• [Exercise brief] Will you give the material below again, every line exactly as it is?

####

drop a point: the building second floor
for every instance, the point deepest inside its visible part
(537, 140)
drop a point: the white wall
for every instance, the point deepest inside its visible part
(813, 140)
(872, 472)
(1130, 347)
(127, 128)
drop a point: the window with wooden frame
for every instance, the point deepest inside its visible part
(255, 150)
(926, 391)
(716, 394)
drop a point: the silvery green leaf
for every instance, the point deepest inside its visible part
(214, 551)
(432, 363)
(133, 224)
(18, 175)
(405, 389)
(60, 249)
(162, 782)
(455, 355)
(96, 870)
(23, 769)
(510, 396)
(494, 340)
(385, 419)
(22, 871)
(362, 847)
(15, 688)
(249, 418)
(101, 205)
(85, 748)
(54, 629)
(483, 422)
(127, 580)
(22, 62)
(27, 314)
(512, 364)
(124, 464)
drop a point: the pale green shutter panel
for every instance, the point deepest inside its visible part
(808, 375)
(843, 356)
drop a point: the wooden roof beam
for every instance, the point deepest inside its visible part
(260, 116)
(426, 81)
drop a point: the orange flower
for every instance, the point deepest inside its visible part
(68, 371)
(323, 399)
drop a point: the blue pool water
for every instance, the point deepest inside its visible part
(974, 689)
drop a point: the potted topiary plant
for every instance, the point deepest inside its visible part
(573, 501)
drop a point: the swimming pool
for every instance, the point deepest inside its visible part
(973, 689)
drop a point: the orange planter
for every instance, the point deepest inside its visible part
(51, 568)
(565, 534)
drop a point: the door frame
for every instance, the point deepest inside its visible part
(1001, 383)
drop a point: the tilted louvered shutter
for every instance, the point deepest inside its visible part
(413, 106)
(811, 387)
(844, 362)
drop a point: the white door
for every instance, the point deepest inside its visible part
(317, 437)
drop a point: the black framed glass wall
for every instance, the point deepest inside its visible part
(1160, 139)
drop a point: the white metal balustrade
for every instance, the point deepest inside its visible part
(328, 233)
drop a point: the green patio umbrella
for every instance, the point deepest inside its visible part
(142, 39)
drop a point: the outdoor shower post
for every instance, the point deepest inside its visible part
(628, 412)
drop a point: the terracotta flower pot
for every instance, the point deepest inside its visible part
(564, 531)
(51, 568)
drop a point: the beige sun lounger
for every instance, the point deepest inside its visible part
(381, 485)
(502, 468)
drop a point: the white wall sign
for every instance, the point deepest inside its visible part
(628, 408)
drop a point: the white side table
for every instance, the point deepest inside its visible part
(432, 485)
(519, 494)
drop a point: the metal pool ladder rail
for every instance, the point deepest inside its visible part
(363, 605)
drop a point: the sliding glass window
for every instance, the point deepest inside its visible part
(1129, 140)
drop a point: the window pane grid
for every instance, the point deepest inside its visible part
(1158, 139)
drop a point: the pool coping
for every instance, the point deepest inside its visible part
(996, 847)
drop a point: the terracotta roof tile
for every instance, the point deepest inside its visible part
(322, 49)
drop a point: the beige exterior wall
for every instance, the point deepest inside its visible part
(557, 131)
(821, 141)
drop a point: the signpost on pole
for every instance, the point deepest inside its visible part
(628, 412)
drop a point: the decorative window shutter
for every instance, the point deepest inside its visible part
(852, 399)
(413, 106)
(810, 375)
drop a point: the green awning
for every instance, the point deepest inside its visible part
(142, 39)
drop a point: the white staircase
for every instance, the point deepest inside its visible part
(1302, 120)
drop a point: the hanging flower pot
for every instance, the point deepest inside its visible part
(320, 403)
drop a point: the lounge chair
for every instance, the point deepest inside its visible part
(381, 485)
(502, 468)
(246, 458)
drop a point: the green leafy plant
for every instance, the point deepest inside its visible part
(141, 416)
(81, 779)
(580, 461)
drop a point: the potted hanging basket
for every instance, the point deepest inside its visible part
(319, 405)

####

• [Response below]
drop a point: the building second floor
for every instance, the point deepest inside its visible part
(537, 140)
drop a point: the white wall
for every instance, the point deepest inside its visible part
(813, 140)
(872, 472)
(1130, 347)
(127, 128)
drop a point: the window with wooden frame
for every instance, the point deepest inside its visible part
(255, 150)
(926, 391)
(716, 394)
drop a point: the silvery green leaf
for every instance, the point deepest inside its visible part
(214, 551)
(432, 363)
(133, 224)
(18, 175)
(405, 389)
(60, 249)
(162, 782)
(455, 355)
(96, 870)
(23, 769)
(510, 396)
(494, 340)
(385, 419)
(22, 871)
(362, 847)
(15, 688)
(249, 418)
(101, 205)
(85, 748)
(54, 629)
(483, 422)
(127, 580)
(22, 62)
(27, 314)
(512, 364)
(124, 464)
drop a point: the pale green shutter panel
for every instance, the point deepest inside its visible part
(808, 375)
(843, 356)
drop a point: the wooden roof beam
for every instance, the point deepest inside its visible part
(260, 116)
(426, 81)
drop a point: the orange flower
for every instance, the point deepest inside its visible part
(68, 371)
(323, 399)
drop a point: the blue pool water
for every instance, the point deepest inside its visible part
(974, 689)
drop a point: the potted topiary plant
for every instance, the point deepest inside its visible part
(573, 501)
drop a point: the swimming pool
for every instance, the point deepest inside its visible part
(973, 689)
drop a point: the orange planter
for every instance, the point deepest inside its visible part
(51, 568)
(565, 534)
drop a point: the door frame
for every instance, the point deepest inside its visible part
(1001, 383)
drop a point: the tilted louvered shutter
for every instance, the point deepest inside its visible part
(413, 106)
(811, 387)
(844, 362)
drop a point: the white door
for every instance, the point deepest inside its visible part
(317, 437)
drop a point: the black framed glass wall
for every instance, the point deepest inside its visible part
(1160, 139)
drop a point: the white metal balustrade
for every instance, the point deepest inside its visible part
(328, 233)
drop a point: the green patio umbrella
for every instance, the point deepest inside its visible part
(142, 39)
drop a point: the outdoor shower post
for every instance, the point deepest inside its visible part
(628, 412)
drop a point: the terracotta flower pot
for every instance, the point deepest inside its visible part
(564, 531)
(51, 568)
drop a point: the beige sun lounger
for every instance, the point deepest inside its visible part
(381, 485)
(502, 468)
drop a point: the white wall sign
for every instance, the point deepest inside its visible part
(628, 408)
drop a point: the white side table
for every instance, the point deepest inside its visible part
(432, 485)
(519, 494)
drop a point: the metal pool ladder rail
for every instance, the point deepest inside its visible part
(363, 605)
drop a point: the sliding glass window
for every instance, the point deepest inside its visible part
(1129, 140)
drop a point: the window pane grid
for every instance, the point deepest inside its visible part
(1158, 139)
drop a point: the pool coping
for every instance, the point deepest inside its visible part
(996, 847)
drop a point: the terracotta roof tile
for every instance, the point deepest inside its visible part
(322, 49)
drop a point: the beige exterior wall
for every instance, the point deepest inside its visible part
(557, 131)
(821, 141)
drop a point: the signpost on pole
for every instance, the point deepest inside its visible part
(628, 412)
drop a point: the decorative window shutter
for every instance, the point deepest inside its visible part
(852, 399)
(413, 106)
(810, 375)
drop a point: the green awning
for every instance, the point deepest inside its visible part
(142, 39)
drop a point: the white staircase
for every instance, the point deepest inside its visible part
(1302, 120)
drop a point: the hanging flower pot
for every instance, the point deepest inside its visible part
(320, 403)
drop a point: the lounge chair
for every instance, the point deepest inside its visible part
(381, 485)
(502, 468)
(246, 458)
drop a point: the green leafy plant
for every instance, the point deepest inside its visible part
(141, 416)
(81, 779)
(580, 461)
drop a point: the potted hanging basket
for every instance, the point deepest inside its visible part
(319, 405)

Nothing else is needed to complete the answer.